- CONSIGNES DE TRAVAIL
1. Traduisez en anglais la phrase suivante, tirée de l'extrait sur la littérature chrétienne primitive : « Chacun les considérait comme écrits pour lui et s'adressant à lui. »
2. D'après l'extrait sur la littérature chrétienne primitive, à côté de quelle lecture les Églises lisaient-elles ces écrits lors de leurs cultes ?
3. Reprenez l'extrait sur la littérature chrétienne primitive en le poursuivant à partir de sa dernière phrase.

- EXTRAIT FOURNI
C'est dans ces conditions que ne tarda pas à se former toute une
littérature chrétienne: nos évangiles et d'autres, plus ou moins
fragmentaires, dont certains ne nous sont plus connus que de nom,
lettres de Paul, Apocalypses, petits traités de piété, de controverse
ou de morale rédigés sous forme épistolaire (ép. cathol.), Actes
divers d'Apôtres, lettres de chrétiens contemporains justement
vénérés.

Les Églises rassemblaient autant qu'elles pouvaient de cette
littérature qui leur était précieuse, et l'utilisaient dans leurs
cultes en en faisant la lecture, à côté de celle de la Bible. Ces
ouvrages, lus dans les milieux les plus divers, perdaient--les ép. de
Paul en particulier--ce qu'ils avaient eu de spécial et d'occasionnel
à leur origine. Chacun les considérait comme écrits pour lui et
s'adressant à lui. C'est alors sans doute que se produisirent des
interpolations très antiques, comme celle de 1Co 1:2 où Paul
salue, non seulement ses lecteurs, mais aussi «tous ceux qui, en tout
lieu, invoquent le nom du Seigneur Jésus». Échappant ainsi aux lois
de la contingence historique, tous ces écrits constituaient les
éléments de ce qui allait devenir le nouveau livre sacré des
chrétiens. Si l'on veut donner déjà à ces ouvrages le nom de N.T., il
faut alors reconnaître qu'il n'y a pas eu un N.T. primitif, mais
qu'il en exista un grand nombre, collections plus ou moins abondantes
dont on ne peut dire que l'une fût plus légitime et plus véritable
que l'autre.

- INFORMATIONS AFFICHÉES
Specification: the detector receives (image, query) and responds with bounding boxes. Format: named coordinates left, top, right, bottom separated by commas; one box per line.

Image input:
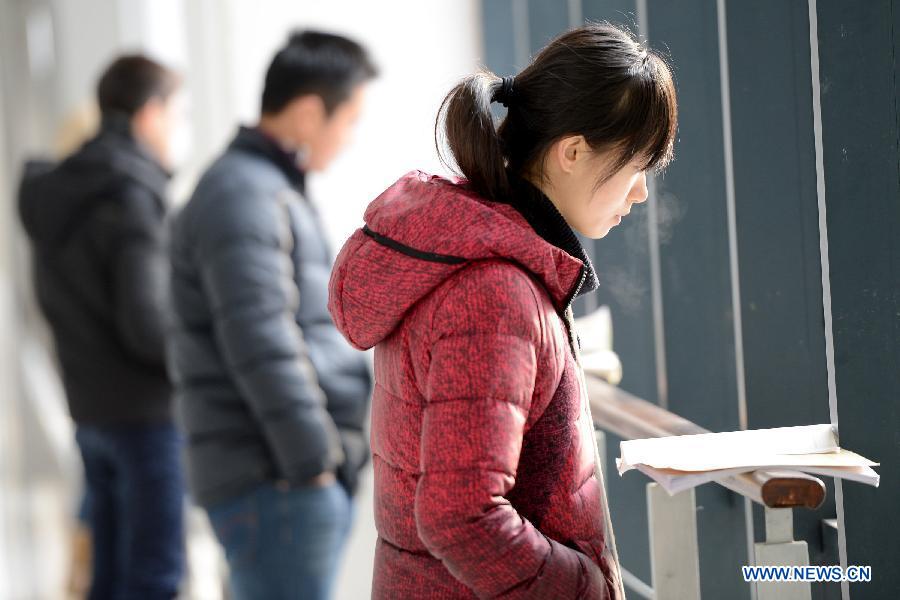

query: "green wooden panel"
left=818, top=0, right=900, bottom=600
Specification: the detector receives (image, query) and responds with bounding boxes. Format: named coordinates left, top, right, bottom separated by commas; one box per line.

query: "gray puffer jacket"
left=169, top=128, right=372, bottom=506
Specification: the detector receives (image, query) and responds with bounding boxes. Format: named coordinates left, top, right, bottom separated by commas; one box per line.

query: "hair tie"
left=494, top=77, right=516, bottom=108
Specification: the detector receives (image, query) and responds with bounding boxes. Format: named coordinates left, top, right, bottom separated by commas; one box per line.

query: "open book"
left=616, top=425, right=878, bottom=494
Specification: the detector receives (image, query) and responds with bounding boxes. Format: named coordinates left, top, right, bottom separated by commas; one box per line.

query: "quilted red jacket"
left=329, top=172, right=622, bottom=600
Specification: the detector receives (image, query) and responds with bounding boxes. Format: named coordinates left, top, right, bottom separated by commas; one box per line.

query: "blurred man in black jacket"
left=19, top=56, right=184, bottom=599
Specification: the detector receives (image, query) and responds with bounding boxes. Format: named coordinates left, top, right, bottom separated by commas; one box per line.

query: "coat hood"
left=328, top=171, right=596, bottom=349
left=19, top=118, right=169, bottom=246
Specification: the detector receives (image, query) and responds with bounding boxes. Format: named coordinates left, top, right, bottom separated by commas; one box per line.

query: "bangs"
left=610, top=52, right=678, bottom=173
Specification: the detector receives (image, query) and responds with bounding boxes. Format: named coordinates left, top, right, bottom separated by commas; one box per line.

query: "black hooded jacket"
left=19, top=117, right=171, bottom=424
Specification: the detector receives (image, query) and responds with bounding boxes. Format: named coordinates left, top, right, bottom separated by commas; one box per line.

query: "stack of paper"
left=616, top=425, right=878, bottom=494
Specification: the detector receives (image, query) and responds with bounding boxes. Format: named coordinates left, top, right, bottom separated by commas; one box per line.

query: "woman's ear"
left=553, top=135, right=587, bottom=174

- RÉSULTATS PAR TÂCHE
1. Everyone regarded them as written for them and addressed to them.

2. À côté de la lecture de la Bible.

3.
La première trace d'un recueil canonique chrétien se rencontre
chez Justin Martyr (100?-165?). Lorsqu'il parle de «nos Livres», il
n'entend pas seulement l'A.T. ni toute la littérature chrétienne, y
compris ses propres ouvrages, mais bien un certain nombre d'écrits
constituant la charte du christianisme authentique. Ce qui fait leur
autorité, selon Justin, et les met à part, c'est qu'ils ont été
inspirés par le Saint-Esprit et composés par des Apôtres. Dans sa 1
re Apologie (67:3), il rapporte qu'aux cultes de son temps on lisait
chaque dimanche les «Mémoires des Apôtres» (les évangiles) et les
«Prophètes», plaçant--est-ce fortuitement?--lesdits «Mémoires» au
premier rang.

Ce canon scripturaire de Justin comprenait les évangiles; comme
il ne les désigne pas par leur nom particulier, mais se contente de
produire des textes comme appartenant à l'évangile, et comme d'autre
part il cite très librement, il est difficile de déterminer avec
précision quels évangile il connaissait et déclarait canoniques.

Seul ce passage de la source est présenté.